• _Prompt_: According to the biography of Allen Sapp, in what year did he join the Harvard music faculty?

Allen Sapp (1922, Philadelphia – 1999, Cincinnati) was a composer of music for piano, voice, chamber, and orchestral music.

==Education and family==
A native of Philadelphia, Pennsylvania, Sapp was a United States Army veteran who had served as a cryptanalyst in England, France, Belgium, and Germany during World War II. During the 1940s, Sapp earned bachelor's and master's degrees from Harvard University, having studied primarily with Walter Piston and Irving Fine, and privately with Nadia Boulanger and Aaron Copland.

Allen married Norma Bertolami, a concert pianist and sister of the concert violinist Viviane Bertolami Kirkwood.

==Career==
Sapp joined the Harvard music faculty in 1950.

After a brief appointment at Wellesley College (1958–61), he was appointed Chair of the music department at the University of Buffalo (later, State University of New York (SUNY) at Buffalo). While at Buffalo, Sapp presided over many significant projects promoting contemporary music and art, including the Center of the Creative and Performing Arts (with Lukas Foss), and helped build a significant music faculty including the Budapest String Quartet, musicologists Jeremy Noble and James McKinnon, and music librarians James B. Coover and Carol June Bradley.

He also served as director of major national arts initiatives, including the American Council for the Arts in Education (1972–74), and Project Arts/Worth (1971–74).

Sapp served as Provost of Florida State University (1975–78), and as Dean of the University of Cincinnati College Conservatory of Music (CCM) from 1978 to 1980.

From 1980 through the mid-1990s Sapp remained on the faculty of CCM as "Professor of Music," teaching a wide range of courses from music analysis to the history of music theory, and various seminars on special topics. He also taught composition and musicianship in private sessions.

The first president of the board of directors of the Cincinnati Chamber Orchestra, Sapp retired from his position as professor of composition at the University of Cincinnati in 1993.

==Death==
Sapp died from heart failure at his home in Cincinnati, Ohio on Monday, January 4, 1999 at the age of 76.

==Bibliography==
- Curtin, David. The Piano Music of Allen Dwight Sapp. D.M.A. diss, Univ. of Cincinnati, 1999.
- Green, Alan. Allen Sapp: A Bio-Bibliography (Westport, CT: Greenwood Press, 1996).

• _Provided records_:
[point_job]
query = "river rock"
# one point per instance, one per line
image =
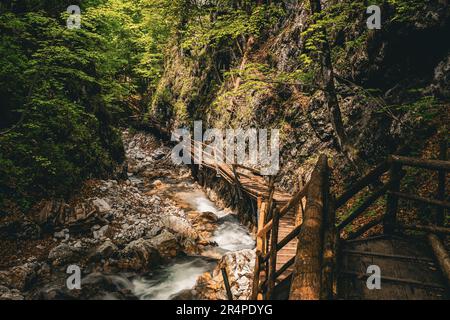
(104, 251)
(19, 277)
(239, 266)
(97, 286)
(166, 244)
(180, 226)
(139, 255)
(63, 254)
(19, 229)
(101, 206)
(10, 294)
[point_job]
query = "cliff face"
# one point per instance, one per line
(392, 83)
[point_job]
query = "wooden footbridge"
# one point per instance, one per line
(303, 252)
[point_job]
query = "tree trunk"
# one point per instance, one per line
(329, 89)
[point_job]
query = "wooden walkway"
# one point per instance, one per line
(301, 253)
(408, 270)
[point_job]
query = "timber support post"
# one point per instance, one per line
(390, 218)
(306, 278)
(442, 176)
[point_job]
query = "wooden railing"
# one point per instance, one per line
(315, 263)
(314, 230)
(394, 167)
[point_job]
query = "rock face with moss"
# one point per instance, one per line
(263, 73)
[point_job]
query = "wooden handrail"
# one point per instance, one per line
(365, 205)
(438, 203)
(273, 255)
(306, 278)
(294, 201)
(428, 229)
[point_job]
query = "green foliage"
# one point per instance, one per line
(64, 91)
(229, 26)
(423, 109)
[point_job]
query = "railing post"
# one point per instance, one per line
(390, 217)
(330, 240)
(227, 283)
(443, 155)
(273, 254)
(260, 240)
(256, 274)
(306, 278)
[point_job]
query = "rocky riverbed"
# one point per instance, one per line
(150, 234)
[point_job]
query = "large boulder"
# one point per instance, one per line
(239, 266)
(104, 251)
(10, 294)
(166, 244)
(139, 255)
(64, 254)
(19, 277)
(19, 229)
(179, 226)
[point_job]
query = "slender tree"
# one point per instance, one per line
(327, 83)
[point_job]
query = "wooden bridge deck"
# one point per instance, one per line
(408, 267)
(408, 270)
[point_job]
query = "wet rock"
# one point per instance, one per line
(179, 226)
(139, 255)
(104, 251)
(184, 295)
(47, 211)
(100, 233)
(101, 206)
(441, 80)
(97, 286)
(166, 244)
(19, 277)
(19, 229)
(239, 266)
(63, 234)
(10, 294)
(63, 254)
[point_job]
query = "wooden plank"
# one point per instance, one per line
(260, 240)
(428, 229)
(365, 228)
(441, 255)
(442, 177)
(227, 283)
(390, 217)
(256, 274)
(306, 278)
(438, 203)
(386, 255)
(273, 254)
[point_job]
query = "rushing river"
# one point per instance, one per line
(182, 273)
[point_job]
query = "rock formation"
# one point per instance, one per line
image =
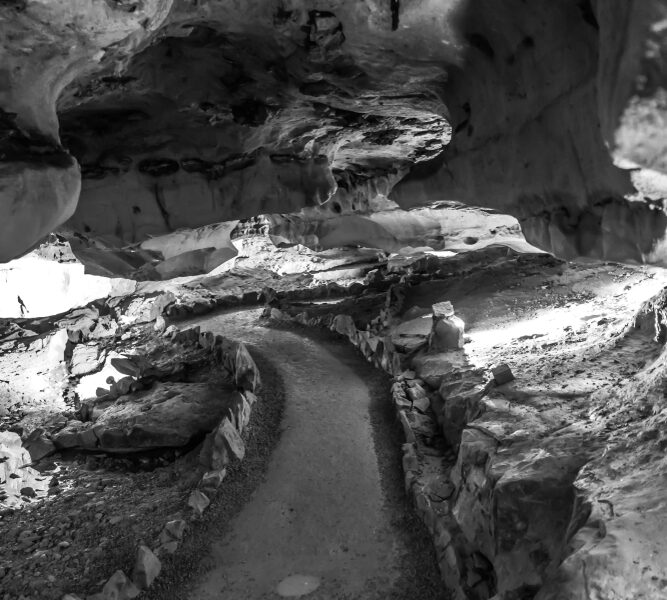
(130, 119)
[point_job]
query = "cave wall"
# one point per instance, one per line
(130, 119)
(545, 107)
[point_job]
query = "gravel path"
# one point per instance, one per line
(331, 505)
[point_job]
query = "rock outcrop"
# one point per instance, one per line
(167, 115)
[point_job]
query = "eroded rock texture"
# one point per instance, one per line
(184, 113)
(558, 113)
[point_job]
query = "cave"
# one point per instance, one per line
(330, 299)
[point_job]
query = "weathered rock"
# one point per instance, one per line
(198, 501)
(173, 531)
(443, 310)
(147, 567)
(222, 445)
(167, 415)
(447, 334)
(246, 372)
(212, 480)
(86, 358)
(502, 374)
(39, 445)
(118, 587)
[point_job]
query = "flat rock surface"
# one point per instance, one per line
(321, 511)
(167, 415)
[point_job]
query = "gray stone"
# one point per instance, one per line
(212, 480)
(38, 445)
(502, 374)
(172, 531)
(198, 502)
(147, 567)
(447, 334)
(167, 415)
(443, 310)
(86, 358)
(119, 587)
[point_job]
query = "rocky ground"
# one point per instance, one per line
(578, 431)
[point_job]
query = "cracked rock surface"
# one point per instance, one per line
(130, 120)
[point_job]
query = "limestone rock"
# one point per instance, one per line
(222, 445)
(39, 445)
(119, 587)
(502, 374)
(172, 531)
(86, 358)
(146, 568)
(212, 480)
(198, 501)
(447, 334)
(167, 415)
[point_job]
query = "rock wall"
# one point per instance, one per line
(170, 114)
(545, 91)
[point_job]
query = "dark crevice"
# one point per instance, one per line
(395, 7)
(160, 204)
--
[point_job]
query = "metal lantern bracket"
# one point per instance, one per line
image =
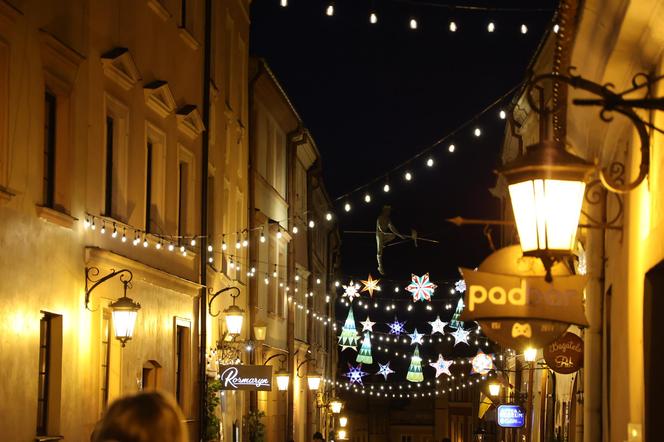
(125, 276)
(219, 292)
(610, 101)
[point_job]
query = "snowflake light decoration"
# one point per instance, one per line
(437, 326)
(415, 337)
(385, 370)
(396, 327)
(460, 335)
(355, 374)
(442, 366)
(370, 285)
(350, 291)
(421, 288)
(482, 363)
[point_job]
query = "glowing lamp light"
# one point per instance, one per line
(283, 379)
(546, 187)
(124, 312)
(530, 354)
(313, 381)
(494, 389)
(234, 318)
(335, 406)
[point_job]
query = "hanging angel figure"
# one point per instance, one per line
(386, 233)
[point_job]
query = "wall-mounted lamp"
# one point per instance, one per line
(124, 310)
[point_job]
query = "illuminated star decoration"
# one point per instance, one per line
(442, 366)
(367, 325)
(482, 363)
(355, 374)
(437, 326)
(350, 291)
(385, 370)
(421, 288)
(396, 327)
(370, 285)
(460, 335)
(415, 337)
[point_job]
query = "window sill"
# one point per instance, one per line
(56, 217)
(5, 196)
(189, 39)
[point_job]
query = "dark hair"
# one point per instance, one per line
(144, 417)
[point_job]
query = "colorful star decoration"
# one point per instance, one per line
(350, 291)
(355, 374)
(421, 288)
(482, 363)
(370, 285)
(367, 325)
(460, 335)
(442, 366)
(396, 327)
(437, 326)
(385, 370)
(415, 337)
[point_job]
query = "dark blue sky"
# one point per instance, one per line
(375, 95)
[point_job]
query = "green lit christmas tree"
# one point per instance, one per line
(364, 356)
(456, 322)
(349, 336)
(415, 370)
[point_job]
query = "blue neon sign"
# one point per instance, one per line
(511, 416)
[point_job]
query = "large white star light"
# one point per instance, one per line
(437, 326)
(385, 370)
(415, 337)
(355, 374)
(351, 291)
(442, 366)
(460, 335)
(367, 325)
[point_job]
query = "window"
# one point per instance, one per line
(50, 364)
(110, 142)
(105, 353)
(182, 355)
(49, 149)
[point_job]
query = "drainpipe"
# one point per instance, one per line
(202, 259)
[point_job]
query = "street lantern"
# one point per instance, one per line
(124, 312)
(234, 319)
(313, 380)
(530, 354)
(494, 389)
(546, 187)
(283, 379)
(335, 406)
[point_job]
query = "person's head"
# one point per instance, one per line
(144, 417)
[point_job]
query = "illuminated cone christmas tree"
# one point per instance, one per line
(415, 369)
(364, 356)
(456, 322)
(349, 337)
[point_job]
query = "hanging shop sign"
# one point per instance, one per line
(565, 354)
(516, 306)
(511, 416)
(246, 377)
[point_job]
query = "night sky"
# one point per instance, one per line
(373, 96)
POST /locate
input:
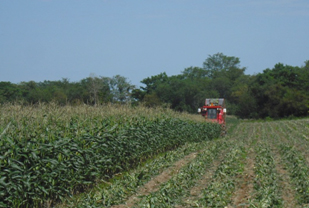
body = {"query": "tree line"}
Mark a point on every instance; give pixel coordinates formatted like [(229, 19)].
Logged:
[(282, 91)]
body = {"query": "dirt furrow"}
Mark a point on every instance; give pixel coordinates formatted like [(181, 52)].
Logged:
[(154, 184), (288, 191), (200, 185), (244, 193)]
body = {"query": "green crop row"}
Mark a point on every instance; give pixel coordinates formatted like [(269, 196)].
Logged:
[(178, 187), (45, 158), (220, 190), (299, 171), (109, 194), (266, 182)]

• _Answer area_: 1950